*EXERCISE PROMPT*
Lines from the beginning of the data below through the one containing "Q: Identify a point on each instance of the shirtless" are to be printed exactly as they appear.

******************************

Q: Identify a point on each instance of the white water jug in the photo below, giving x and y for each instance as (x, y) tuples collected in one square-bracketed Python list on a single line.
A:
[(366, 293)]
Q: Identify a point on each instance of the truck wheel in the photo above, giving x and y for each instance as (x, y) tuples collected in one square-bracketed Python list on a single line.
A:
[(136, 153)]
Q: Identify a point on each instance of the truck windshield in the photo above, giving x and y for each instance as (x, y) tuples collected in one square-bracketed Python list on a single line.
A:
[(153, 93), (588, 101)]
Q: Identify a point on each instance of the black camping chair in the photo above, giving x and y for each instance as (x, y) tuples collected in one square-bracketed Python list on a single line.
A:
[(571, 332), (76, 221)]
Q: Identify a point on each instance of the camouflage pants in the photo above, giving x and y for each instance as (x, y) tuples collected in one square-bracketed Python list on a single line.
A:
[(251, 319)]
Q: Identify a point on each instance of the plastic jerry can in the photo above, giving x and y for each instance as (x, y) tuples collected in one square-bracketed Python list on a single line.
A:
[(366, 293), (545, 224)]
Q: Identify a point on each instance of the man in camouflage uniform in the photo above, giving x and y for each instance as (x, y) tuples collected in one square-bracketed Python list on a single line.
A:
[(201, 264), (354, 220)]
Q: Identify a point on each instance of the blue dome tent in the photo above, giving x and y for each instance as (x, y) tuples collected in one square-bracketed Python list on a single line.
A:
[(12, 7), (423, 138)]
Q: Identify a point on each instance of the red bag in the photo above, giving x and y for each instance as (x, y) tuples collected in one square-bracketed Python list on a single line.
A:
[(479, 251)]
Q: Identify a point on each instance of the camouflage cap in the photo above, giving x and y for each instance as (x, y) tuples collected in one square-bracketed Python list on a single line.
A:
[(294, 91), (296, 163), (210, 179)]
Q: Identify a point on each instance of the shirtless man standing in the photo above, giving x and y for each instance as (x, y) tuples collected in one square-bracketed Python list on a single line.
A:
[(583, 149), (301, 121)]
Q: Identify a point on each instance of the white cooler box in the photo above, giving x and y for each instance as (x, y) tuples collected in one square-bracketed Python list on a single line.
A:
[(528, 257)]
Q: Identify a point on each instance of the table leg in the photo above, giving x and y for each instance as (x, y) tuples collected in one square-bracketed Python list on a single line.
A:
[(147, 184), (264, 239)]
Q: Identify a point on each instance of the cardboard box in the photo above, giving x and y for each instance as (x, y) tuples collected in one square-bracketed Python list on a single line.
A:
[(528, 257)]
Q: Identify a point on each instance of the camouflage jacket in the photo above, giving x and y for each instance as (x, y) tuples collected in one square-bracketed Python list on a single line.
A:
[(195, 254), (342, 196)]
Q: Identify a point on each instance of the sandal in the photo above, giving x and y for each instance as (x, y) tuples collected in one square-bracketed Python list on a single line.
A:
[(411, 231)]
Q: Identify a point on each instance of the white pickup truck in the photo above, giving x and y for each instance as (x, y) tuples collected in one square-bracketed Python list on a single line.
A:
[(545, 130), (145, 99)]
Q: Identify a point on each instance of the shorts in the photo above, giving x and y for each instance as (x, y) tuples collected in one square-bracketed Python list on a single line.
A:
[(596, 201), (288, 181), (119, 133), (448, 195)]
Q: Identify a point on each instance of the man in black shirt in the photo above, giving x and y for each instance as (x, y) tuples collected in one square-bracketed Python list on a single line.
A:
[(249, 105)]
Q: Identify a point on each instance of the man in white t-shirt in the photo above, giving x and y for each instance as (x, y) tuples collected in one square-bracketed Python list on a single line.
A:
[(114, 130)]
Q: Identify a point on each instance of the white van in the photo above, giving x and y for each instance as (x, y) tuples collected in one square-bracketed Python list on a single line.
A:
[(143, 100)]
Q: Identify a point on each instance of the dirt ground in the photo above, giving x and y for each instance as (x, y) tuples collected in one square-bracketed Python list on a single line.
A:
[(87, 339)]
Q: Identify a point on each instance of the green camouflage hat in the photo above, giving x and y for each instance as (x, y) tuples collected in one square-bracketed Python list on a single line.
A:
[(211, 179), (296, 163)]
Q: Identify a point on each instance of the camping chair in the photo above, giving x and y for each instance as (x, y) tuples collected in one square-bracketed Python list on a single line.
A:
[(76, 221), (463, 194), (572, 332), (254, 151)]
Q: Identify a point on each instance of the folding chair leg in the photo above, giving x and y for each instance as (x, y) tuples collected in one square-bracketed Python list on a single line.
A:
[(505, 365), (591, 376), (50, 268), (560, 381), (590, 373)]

******************************

*EXERCISE ANSWER*
Q: Identify a point on each instance of the white water jug in the photo below, giving x and y for each instance as (x, y) tuples collected in one square-bracketed Python list on a single line.
A:
[(366, 293)]
Q: Identify a point on each instance of the truck wheel in the photo above, giving x and y for each instance as (x, y) tuples collected in one square-bracketed Python list on a single line.
A:
[(136, 153)]
Q: Identify a point on each instance of the truck windshield in the photo above, giving x and y for each instance as (x, y) tuples collected in one square-bracketed Python list on a single line.
A:
[(153, 93), (588, 101)]
Q: Identify a point on each instance of the black camping chair in the photo above, giving x and y for each instance as (x, y) tuples collected in one square-bracketed Python list on a single line.
A:
[(571, 332), (76, 221)]
Q: Identify a point on each instance of the camouflage pants in the photo above, giving x and y for each instance as (x, y) tuples collected in one square-bracketed Python list on a single line.
A:
[(251, 319)]
Q: Identify a point on each instance of the plastic jerry can in the photo above, giving x and y for each instance as (x, y) tuples collected in one square-bracketed Python list on a single line.
A:
[(366, 293), (545, 224)]
Q: Identify a point on each instance of the man in camouflage uniform in the photo above, giving x and y for each instance as (x, y) tuples collected in one square-bracketed Python list on a single line.
A:
[(201, 264), (354, 220)]
Q: Identify a point on each instance of the blue dome tent in the photo above, giving x and y for each instance as (x, y) tuples collected in one square-bracketed Python list on a single line.
A:
[(12, 7), (423, 138)]
Q: Identify a point on each instance of the red bag in the photo above, giving x and y for each instance as (x, y) tuples collected in one square-bracketed Python list on a single line.
A:
[(479, 251)]
Q: Identify a point on each instance of the camouflage cap in the photo above, giving x and y for each instance as (x, y) tuples collected in one square-bracketed Python list on a single line.
A:
[(294, 91), (296, 163), (210, 179)]
Q: Identify a point on each instance of the shirtless man standing in the photo above, giving x and y for each instance as (x, y) tuples collected in one square-bracketed Python list on a single line.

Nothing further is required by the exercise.